TASK TO CARRY OUT:
Go through the records and give the number of lines that include "uniform", with nothing else.

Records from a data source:
Content starts

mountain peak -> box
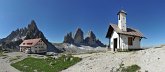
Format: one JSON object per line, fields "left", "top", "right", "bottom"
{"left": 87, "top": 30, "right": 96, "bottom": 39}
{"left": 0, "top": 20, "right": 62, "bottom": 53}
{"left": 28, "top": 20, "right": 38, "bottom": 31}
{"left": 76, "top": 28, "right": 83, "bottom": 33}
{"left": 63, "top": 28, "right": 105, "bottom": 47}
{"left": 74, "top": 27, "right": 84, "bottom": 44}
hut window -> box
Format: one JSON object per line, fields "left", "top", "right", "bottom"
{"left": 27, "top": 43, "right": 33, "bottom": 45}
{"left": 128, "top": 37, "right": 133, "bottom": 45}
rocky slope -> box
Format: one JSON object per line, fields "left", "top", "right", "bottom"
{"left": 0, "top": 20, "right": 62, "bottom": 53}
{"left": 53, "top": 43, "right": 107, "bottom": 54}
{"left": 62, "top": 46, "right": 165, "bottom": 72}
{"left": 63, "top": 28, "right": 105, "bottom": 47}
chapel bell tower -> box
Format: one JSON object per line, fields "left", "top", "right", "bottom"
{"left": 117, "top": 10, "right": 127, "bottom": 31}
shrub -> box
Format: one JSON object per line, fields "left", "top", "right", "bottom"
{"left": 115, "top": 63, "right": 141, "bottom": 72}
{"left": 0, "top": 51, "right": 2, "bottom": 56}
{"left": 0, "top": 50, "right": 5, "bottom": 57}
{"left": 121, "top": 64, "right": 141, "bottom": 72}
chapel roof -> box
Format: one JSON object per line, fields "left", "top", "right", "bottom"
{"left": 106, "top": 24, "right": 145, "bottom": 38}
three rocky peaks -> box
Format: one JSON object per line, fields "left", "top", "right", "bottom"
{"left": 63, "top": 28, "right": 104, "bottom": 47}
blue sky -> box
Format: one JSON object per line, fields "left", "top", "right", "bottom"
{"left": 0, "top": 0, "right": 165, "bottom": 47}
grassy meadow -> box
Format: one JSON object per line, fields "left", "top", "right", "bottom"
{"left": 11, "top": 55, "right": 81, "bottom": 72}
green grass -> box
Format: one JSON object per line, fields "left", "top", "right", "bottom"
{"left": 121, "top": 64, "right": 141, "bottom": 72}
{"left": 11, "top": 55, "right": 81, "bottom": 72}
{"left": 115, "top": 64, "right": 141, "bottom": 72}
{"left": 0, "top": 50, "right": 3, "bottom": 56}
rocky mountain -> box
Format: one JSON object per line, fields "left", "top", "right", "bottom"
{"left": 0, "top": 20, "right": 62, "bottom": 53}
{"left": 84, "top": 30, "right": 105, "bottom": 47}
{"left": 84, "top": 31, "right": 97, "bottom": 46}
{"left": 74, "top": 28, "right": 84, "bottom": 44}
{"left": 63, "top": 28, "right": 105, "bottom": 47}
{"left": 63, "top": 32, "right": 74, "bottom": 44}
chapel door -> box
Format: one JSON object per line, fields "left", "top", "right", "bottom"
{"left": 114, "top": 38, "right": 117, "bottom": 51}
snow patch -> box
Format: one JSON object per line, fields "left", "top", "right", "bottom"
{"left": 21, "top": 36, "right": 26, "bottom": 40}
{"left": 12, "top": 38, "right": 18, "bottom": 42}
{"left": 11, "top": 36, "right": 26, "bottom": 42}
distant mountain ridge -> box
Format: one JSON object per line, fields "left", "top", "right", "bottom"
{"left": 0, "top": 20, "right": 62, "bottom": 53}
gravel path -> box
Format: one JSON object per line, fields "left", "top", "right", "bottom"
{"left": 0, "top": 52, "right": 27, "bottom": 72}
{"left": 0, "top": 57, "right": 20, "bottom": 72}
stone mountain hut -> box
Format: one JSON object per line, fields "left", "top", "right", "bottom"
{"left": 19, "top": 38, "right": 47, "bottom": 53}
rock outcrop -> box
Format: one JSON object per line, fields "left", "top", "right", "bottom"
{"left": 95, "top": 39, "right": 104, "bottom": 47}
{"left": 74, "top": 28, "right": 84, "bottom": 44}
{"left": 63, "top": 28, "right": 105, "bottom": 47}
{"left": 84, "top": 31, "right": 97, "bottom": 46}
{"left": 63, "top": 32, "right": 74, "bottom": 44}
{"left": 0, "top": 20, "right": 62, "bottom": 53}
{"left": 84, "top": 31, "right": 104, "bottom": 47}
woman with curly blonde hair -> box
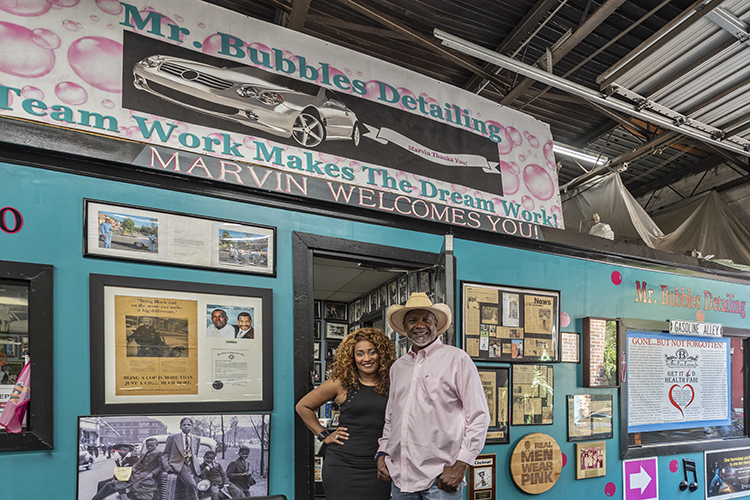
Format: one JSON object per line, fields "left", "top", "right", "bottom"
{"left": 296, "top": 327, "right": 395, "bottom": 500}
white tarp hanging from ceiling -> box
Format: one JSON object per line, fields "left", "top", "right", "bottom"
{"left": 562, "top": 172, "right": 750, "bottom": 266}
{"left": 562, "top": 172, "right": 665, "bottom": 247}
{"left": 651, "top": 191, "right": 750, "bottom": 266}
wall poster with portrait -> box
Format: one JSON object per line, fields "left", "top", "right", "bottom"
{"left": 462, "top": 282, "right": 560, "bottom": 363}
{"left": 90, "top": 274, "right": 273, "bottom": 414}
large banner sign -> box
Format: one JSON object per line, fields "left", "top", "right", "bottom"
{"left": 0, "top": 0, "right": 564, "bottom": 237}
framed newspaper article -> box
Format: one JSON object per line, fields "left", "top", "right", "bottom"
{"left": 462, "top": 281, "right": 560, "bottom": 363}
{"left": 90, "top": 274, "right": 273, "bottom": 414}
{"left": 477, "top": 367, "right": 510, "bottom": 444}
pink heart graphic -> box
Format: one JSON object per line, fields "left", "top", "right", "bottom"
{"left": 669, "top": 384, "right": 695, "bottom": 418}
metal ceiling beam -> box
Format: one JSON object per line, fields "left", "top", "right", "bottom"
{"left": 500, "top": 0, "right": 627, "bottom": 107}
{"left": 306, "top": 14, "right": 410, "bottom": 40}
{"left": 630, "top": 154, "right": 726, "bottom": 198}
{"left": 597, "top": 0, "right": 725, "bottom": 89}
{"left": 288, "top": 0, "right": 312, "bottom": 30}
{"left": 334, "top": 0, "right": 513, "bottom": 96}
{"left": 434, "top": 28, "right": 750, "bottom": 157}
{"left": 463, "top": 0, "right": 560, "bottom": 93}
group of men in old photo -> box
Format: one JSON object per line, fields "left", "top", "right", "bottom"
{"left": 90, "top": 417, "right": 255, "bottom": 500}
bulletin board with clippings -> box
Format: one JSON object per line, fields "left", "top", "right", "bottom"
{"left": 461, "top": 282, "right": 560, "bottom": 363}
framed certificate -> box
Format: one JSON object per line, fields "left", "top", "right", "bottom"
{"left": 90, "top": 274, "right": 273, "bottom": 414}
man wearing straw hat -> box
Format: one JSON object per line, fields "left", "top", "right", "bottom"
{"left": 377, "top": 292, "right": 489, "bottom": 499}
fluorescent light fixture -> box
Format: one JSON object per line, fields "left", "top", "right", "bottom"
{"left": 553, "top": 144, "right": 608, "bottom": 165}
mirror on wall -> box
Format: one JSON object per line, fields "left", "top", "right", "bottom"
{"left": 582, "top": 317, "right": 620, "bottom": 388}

Content ends
Content starts

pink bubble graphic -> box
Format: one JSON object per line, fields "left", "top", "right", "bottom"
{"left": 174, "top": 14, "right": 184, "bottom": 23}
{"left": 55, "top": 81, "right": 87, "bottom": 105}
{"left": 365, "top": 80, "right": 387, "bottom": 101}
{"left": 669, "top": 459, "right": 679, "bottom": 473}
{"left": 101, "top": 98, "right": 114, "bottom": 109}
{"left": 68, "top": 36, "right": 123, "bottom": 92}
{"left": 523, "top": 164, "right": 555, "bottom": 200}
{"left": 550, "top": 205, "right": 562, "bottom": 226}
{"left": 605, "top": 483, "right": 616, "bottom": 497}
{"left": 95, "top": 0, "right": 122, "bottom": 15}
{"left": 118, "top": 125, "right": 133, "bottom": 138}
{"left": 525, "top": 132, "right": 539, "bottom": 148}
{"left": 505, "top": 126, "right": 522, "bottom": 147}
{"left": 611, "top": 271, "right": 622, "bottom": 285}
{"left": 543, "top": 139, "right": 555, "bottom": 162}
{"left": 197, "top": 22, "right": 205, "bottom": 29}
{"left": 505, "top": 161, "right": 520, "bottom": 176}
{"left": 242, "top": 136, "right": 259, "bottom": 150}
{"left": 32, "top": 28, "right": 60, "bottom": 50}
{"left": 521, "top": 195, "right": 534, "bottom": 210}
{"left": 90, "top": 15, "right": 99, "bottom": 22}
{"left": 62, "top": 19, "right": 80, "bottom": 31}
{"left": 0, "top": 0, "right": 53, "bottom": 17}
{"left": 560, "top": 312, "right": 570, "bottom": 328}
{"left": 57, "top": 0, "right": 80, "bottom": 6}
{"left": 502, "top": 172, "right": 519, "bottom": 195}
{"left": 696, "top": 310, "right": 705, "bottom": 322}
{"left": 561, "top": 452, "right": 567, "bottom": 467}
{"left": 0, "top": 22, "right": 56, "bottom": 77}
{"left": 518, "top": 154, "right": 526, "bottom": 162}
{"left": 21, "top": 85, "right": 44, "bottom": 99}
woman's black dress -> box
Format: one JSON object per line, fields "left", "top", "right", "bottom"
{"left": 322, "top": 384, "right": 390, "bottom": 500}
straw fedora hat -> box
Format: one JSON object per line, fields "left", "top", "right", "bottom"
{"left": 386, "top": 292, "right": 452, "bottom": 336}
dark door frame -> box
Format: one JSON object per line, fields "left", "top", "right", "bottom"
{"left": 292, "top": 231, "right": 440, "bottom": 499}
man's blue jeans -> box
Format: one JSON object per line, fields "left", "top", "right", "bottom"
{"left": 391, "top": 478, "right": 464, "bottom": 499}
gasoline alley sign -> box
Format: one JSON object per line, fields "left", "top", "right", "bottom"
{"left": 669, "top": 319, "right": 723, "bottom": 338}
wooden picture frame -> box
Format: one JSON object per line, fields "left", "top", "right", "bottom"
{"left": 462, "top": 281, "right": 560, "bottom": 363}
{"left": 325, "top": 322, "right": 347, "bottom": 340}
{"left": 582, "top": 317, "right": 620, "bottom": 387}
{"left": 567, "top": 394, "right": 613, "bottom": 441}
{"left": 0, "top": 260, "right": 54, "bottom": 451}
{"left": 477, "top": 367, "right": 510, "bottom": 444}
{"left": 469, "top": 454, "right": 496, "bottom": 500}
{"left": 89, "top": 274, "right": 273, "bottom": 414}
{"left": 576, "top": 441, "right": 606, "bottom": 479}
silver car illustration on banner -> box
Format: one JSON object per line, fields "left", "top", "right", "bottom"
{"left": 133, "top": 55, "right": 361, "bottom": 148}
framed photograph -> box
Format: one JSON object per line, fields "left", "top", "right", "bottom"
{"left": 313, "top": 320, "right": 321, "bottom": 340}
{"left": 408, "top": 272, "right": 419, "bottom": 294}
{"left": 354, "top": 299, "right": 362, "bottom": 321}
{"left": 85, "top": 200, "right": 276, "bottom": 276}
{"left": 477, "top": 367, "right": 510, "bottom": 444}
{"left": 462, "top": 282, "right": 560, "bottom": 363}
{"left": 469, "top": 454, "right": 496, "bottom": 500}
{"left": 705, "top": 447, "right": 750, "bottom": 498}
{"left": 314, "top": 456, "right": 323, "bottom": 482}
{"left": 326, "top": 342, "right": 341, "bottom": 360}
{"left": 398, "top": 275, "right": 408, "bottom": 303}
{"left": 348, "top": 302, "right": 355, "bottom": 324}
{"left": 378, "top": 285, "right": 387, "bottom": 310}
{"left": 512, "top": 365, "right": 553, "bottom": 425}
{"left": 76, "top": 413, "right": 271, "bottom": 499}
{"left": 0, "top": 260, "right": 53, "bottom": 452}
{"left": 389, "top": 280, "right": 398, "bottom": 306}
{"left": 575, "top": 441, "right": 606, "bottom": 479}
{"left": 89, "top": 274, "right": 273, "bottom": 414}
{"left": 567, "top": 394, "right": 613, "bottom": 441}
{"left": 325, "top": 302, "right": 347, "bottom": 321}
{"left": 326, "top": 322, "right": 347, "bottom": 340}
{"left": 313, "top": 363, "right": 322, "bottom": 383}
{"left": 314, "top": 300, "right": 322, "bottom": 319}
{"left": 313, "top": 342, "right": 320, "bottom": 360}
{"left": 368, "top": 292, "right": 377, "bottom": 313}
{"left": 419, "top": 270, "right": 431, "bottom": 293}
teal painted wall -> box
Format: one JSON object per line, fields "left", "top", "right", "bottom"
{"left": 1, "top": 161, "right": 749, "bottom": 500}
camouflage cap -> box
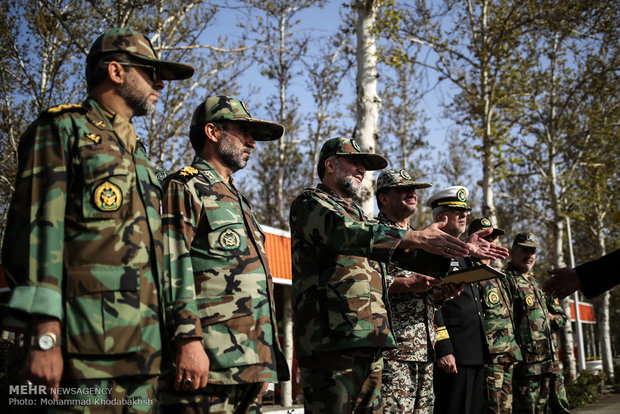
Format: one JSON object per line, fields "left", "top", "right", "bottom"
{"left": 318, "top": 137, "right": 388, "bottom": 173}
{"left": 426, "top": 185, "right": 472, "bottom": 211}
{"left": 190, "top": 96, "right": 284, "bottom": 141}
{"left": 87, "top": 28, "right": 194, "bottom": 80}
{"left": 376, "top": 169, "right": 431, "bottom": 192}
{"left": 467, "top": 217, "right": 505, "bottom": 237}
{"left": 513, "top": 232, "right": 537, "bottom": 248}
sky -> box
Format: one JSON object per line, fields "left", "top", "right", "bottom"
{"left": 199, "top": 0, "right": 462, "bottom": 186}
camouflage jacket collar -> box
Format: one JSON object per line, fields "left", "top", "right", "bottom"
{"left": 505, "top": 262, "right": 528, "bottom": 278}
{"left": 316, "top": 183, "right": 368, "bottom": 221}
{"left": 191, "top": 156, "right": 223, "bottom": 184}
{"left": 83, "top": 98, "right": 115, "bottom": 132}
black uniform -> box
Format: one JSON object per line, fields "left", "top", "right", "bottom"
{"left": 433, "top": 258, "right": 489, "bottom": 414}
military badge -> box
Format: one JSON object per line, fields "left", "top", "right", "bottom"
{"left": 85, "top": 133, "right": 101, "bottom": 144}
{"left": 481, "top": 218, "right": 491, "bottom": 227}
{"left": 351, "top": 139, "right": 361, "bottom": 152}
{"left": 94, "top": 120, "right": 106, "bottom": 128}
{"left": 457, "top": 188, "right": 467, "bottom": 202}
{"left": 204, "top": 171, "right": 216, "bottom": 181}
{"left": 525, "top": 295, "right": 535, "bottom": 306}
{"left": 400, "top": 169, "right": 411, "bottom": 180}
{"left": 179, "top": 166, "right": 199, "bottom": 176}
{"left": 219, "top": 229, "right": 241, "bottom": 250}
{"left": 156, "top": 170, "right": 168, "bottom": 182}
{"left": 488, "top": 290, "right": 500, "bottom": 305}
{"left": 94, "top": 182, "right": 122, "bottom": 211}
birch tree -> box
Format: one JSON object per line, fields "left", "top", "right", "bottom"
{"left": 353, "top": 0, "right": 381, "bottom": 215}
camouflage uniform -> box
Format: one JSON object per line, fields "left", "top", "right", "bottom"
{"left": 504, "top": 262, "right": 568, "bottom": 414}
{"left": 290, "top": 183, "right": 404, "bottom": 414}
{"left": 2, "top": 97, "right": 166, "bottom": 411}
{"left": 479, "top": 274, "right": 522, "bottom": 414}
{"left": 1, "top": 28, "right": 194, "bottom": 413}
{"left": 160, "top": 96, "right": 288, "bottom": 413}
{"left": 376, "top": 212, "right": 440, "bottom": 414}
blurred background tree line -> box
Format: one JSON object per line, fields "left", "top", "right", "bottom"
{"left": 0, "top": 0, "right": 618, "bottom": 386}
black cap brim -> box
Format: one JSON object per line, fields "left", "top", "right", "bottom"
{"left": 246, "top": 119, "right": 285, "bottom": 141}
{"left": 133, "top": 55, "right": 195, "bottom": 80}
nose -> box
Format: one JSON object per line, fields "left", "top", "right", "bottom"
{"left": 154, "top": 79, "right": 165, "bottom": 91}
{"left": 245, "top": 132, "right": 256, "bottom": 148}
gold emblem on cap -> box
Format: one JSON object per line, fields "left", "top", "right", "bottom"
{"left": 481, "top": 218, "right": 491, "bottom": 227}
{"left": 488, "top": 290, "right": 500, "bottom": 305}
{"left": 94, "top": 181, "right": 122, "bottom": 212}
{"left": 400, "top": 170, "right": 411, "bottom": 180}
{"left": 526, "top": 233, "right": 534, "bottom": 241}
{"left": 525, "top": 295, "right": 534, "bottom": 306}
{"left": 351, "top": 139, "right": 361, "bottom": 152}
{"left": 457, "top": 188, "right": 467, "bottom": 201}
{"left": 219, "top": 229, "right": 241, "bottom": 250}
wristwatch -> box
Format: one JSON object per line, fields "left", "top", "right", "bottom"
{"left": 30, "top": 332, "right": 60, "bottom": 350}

Content ends

EXERCISE RESPONSE:
2